_OBJECTIVE 1_
Reproduce the passage of the cricket report below from "SAME time, same" to "unbeaten 96 off 55." word for word.
------------------------------------------------
What changed between Bristol and Cardiff? Plenty …

“We had one or two meetings this morning to clear up last night, but you can’t harp on things too much.” – David Miller

Telford Vice / Catania, Sicily

SAME time, same XIs. The place had changed — from Bristol to Cardiff, a marginal difference of 41 kilometres — for the second T20I between England and South Africa on Thursday, which followed the first game on Wednesday. But not a lot else. Or so it seemed initially.

In Bristol, Rilee Rossouw’s first innings for South Africa since October 2016 was snuffed out after four deliveries and as many runs. In Cardiff he showed the touch that made him a destructive white-ball Kolpak player, hitting an unbeaten 96 off 55.

Tristan Stubbs’ 28-ball 72 on Wednesday, batting at No. 6 after taking guard in the 10th over, earned him a promotion by one place. Even so, Stubbs arrived 27 balls later and couldn’t latch onto the bowling in the same way in his 15 not out, which came off a dozen deliveries.

Not a lot changed for Reeza Hendricks, who scored 57 off 33 in the first match and made 53 off 32 this time. Nor for Chris Jordan, who kept the damage down to three runs in a masterful 18th over on Wednesday. On Thursday, he went for four in the 20th.
------------------------------------------------
_OBJECTIVE 2_
Find every line in the listing below that contains the string "yellow" and copy each of those lines; case counts.
------------------------------------------------
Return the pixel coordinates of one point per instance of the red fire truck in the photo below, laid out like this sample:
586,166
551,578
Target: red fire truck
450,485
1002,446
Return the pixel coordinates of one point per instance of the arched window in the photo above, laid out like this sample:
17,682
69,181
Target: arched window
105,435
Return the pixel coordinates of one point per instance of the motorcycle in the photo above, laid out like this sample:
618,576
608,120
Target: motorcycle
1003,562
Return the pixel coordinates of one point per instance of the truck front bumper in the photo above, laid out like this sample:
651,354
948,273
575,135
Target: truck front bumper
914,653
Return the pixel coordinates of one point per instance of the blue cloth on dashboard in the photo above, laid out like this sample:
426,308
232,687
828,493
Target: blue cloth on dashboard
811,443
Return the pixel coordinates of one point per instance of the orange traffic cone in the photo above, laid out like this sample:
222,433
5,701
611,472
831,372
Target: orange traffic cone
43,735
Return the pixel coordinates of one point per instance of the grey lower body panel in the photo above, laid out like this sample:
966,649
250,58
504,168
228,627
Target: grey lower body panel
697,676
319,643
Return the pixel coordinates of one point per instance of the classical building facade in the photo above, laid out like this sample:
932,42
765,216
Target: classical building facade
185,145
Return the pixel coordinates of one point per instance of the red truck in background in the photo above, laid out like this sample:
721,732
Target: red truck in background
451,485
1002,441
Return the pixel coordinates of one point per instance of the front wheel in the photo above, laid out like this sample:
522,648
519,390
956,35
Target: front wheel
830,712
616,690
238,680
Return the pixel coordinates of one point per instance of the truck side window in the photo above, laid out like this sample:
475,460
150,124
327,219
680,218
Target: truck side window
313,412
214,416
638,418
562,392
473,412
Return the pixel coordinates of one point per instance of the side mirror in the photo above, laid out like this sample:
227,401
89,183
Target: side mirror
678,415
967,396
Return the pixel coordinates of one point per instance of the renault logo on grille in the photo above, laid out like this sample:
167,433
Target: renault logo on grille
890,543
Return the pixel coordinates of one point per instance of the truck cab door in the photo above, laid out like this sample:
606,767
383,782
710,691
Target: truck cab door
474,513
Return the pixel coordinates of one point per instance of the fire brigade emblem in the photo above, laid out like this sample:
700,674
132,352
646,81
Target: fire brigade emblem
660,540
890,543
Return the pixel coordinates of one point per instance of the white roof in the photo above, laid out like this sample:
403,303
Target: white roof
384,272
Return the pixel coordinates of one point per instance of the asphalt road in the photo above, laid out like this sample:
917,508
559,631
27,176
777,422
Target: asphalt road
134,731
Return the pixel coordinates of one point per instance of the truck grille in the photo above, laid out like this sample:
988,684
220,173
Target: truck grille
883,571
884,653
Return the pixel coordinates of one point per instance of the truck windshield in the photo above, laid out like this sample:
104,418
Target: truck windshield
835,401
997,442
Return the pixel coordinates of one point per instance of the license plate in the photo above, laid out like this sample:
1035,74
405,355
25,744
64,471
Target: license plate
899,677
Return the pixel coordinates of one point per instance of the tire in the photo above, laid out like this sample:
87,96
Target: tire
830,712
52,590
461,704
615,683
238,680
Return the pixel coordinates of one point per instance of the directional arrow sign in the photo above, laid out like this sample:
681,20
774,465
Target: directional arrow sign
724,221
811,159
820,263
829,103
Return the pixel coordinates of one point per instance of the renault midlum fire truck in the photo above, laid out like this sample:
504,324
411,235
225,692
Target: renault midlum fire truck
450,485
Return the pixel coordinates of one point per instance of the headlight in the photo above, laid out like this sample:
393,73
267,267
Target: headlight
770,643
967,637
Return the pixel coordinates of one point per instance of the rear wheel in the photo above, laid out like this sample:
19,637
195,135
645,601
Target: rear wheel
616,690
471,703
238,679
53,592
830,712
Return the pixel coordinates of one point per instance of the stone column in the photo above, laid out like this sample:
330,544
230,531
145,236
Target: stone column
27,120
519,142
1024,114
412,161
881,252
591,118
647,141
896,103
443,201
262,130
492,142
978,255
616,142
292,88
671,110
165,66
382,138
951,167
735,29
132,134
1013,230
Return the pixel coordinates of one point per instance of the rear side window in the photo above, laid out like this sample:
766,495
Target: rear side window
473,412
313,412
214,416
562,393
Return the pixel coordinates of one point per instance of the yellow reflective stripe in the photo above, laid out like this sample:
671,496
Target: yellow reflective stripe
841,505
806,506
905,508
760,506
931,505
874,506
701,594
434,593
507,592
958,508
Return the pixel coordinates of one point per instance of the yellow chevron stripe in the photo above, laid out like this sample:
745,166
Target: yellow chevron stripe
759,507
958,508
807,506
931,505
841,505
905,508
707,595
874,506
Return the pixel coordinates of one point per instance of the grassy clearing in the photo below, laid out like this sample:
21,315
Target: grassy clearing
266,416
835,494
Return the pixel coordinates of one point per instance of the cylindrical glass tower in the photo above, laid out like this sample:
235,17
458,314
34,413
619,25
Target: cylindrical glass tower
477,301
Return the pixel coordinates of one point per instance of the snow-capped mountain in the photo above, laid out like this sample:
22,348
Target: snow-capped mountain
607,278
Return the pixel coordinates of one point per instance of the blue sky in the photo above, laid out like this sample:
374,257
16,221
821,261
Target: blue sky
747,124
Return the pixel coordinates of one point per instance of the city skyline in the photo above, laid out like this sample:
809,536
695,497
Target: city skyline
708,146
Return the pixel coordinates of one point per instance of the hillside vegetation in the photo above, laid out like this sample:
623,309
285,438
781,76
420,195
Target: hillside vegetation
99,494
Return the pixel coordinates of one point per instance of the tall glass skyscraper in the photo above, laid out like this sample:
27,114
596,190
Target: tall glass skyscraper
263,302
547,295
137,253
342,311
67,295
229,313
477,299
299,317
------------------------------------------------
_RESULT 1_
SAME time, same XIs. The place had changed — from Bristol to Cardiff, a marginal difference of 41 kilometres — for the second T20I between England and South Africa on Thursday, which followed the first game on Wednesday. But not a lot else. Or so it seemed initially.

In Bristol, Rilee Rossouw’s first innings for South Africa since October 2016 was snuffed out after four deliveries and as many runs. In Cardiff he showed the touch that made him a destructive white-ball Kolpak player, hitting an unbeaten 96 off 55.

_RESULT 2_
Return the pixel coordinates of one point per instance of the yellow reflective stripe in the photo above, laid out like this sample:
Target: yellow reflective stripe
Return the pixel coordinates of one point per instance of the yellow chevron stripe in the photo above, laid out like this sample:
Target: yellow chevron stripe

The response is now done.